▶ _EXERCISE TASK_
Could you arrange every line of the records below as a Markdown table with the columns Row and Line, skipping blank lines and leaving the pictures out?

**** MATERIAL

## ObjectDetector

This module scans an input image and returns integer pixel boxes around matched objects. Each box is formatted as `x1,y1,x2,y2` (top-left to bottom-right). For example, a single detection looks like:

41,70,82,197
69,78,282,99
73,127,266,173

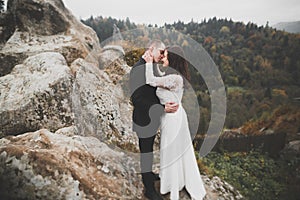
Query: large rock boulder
0,128,143,200
0,52,74,135
0,129,243,200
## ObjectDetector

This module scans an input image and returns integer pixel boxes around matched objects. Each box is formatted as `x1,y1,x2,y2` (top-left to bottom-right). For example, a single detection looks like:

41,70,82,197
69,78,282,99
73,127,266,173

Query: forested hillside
83,17,300,139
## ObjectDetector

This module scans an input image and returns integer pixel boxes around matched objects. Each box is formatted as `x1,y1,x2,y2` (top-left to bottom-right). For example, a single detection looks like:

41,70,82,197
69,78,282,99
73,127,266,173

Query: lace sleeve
145,63,183,90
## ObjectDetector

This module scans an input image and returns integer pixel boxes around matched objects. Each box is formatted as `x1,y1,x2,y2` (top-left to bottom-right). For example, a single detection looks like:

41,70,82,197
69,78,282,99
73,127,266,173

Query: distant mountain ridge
272,21,300,33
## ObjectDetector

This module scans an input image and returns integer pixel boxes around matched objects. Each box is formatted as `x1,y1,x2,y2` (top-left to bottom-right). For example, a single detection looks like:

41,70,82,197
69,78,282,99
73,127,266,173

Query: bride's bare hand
165,102,179,113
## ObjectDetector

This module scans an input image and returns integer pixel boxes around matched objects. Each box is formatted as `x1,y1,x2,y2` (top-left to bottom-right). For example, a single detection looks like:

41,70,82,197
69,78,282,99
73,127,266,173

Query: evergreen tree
0,0,4,13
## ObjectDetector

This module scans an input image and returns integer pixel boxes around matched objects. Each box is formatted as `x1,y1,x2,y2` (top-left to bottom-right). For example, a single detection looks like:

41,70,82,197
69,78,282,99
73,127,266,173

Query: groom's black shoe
145,190,163,200
152,172,160,181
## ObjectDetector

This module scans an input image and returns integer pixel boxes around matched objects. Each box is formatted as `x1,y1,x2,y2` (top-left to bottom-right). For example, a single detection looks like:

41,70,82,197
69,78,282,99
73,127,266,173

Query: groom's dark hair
147,39,165,48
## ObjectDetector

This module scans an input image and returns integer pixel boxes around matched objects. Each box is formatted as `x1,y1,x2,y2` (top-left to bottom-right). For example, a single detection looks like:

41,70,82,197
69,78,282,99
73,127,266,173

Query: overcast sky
4,0,300,25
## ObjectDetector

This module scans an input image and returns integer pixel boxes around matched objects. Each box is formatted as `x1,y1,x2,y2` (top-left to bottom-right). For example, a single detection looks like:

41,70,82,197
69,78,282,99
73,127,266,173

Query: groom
129,40,178,200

********

▶ _TASK ANSWER_
| Row | Line |
|---|---|
| 1 | ## ObjectDetector |
| 2 | This module scans an input image and returns integer pixel boxes around matched objects. Each box is formatted as `x1,y1,x2,y2` (top-left to bottom-right). For example, a single detection looks like: |
| 3 | 41,70,82,197 |
| 4 | 69,78,282,99 |
| 5 | 73,127,266,173 |
| 6 | Query: large rock boulder |
| 7 | 0,128,143,200 |
| 8 | 0,52,74,135 |
| 9 | 0,129,243,200 |
| 10 | ## ObjectDetector |
| 11 | This module scans an input image and returns integer pixel boxes around matched objects. Each box is formatted as `x1,y1,x2,y2` (top-left to bottom-right). For example, a single detection looks like: |
| 12 | 41,70,82,197 |
| 13 | 69,78,282,99 |
| 14 | 73,127,266,173 |
| 15 | Query: forested hillside |
| 16 | 83,17,300,139 |
| 17 | ## ObjectDetector |
| 18 | This module scans an input image and returns integer pixel boxes around matched objects. Each box is formatted as `x1,y1,x2,y2` (top-left to bottom-right). For example, a single detection looks like: |
| 19 | 41,70,82,197 |
| 20 | 69,78,282,99 |
| 21 | 73,127,266,173 |
| 22 | Query: lace sleeve |
| 23 | 145,63,183,90 |
| 24 | ## ObjectDetector |
| 25 | This module scans an input image and returns integer pixel boxes around matched objects. Each box is formatted as `x1,y1,x2,y2` (top-left to bottom-right). For example, a single detection looks like: |
| 26 | 41,70,82,197 |
| 27 | 69,78,282,99 |
| 28 | 73,127,266,173 |
| 29 | Query: distant mountain ridge |
| 30 | 272,21,300,33 |
| 31 | ## ObjectDetector |
| 32 | This module scans an input image and returns integer pixel boxes around matched objects. Each box is formatted as `x1,y1,x2,y2` (top-left to bottom-right). For example, a single detection looks like: |
| 33 | 41,70,82,197 |
| 34 | 69,78,282,99 |
| 35 | 73,127,266,173 |
| 36 | Query: bride's bare hand |
| 37 | 165,102,179,113 |
| 38 | ## ObjectDetector |
| 39 | This module scans an input image and returns integer pixel boxes around matched objects. Each box is formatted as `x1,y1,x2,y2` (top-left to bottom-right). For example, a single detection looks like: |
| 40 | 41,70,82,197 |
| 41 | 69,78,282,99 |
| 42 | 73,127,266,173 |
| 43 | Query: evergreen tree |
| 44 | 0,0,4,13 |
| 45 | ## ObjectDetector |
| 46 | This module scans an input image and returns integer pixel boxes around matched objects. Each box is formatted as `x1,y1,x2,y2` (top-left to bottom-right). For example, a single detection looks like: |
| 47 | 41,70,82,197 |
| 48 | 69,78,282,99 |
| 49 | 73,127,266,173 |
| 50 | Query: groom's black shoe |
| 51 | 145,190,163,200 |
| 52 | 152,172,160,181 |
| 53 | ## ObjectDetector |
| 54 | This module scans an input image and returns integer pixel boxes around matched objects. Each box is formatted as `x1,y1,x2,y2` (top-left to bottom-right). For example, a single detection looks like: |
| 55 | 41,70,82,197 |
| 56 | 69,78,282,99 |
| 57 | 73,127,266,173 |
| 58 | Query: groom's dark hair |
| 59 | 147,39,165,48 |
| 60 | ## ObjectDetector |
| 61 | This module scans an input image and returns integer pixel boxes around matched objects. Each box is formatted as `x1,y1,x2,y2` (top-left to bottom-right). For example, a single detection looks like: |
| 62 | 41,70,82,197 |
| 63 | 69,78,282,99 |
| 64 | 73,127,266,173 |
| 65 | Query: overcast sky |
| 66 | 4,0,300,25 |
| 67 | ## ObjectDetector |
| 68 | This module scans an input image and returns integer pixel boxes around matched objects. Each box is formatted as `x1,y1,x2,y2` (top-left to bottom-right). For example, a single detection looks like: |
| 69 | 41,70,82,197 |
| 70 | 69,78,282,99 |
| 71 | 73,127,266,173 |
| 72 | Query: groom |
| 73 | 129,40,178,200 |